### Record excerpts
__________________________________________________
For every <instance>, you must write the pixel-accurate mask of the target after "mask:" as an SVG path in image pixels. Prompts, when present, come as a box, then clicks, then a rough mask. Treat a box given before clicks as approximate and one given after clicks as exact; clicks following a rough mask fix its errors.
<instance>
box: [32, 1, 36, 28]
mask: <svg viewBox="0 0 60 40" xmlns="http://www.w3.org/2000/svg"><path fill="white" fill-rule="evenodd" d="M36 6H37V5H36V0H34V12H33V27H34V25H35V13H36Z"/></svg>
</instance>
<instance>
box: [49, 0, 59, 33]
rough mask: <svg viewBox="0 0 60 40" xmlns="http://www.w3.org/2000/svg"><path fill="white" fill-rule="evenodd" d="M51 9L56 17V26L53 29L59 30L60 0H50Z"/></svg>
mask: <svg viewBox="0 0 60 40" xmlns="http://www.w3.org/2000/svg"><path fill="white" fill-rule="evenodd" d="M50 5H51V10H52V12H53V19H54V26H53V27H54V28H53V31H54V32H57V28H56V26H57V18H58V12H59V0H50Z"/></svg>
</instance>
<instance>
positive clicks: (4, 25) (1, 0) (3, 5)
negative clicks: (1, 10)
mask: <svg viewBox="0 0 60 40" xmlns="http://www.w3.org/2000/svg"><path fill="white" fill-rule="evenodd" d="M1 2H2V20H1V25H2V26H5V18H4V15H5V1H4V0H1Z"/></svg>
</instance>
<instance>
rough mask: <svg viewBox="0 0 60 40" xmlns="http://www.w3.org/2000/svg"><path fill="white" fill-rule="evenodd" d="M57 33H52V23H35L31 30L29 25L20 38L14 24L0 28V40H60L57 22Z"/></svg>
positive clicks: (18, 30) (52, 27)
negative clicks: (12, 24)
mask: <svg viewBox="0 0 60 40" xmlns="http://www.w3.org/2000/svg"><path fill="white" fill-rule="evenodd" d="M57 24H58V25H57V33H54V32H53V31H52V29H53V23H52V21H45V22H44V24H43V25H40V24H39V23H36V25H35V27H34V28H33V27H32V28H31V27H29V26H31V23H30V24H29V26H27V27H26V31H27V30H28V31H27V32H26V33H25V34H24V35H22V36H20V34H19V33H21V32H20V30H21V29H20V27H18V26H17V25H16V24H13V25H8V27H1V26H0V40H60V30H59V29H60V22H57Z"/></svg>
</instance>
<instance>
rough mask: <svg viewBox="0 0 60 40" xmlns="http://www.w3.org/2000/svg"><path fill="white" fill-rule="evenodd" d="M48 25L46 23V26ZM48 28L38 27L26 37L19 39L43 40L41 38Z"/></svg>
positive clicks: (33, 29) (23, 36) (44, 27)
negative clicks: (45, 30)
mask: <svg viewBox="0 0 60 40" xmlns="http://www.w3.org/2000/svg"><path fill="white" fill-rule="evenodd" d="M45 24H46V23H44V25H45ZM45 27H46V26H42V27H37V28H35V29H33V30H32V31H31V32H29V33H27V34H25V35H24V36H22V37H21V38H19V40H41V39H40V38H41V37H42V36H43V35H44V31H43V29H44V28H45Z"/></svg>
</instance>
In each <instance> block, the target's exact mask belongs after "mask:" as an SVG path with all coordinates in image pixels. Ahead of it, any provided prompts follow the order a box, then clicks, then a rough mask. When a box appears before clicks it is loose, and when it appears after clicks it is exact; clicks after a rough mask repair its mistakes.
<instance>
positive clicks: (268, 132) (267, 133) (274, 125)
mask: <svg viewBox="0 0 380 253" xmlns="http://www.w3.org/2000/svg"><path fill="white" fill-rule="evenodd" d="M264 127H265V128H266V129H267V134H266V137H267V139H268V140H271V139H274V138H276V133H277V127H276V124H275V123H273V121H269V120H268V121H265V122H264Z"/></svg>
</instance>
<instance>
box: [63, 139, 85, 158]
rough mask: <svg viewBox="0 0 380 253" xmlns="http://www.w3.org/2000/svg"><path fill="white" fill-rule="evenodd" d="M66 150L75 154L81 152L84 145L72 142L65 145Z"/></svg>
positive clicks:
__________________________________________________
### Work instruction
What lines of the material contain "pixels"? Show them.

### Written solution
For every <instance>, you must write the pixel-accurate mask of the target after "mask:" as an SVG path in image pixels. Prompts, when present, come as a box, then clicks, then a rough mask. Treat a box given before clicks as approximate and one given after clicks as exact; clicks following a rough mask fix its errors.
In each <instance> block, the target's exact mask belongs after "mask:" as an SVG path with all coordinates in image pixels. Ahead of it, any provided prompts follow the order a box, then clicks, then a rough mask. When a box appears before clicks it is loose, and when it appears after clicks it is exact; clicks after a rough mask repair its mistakes.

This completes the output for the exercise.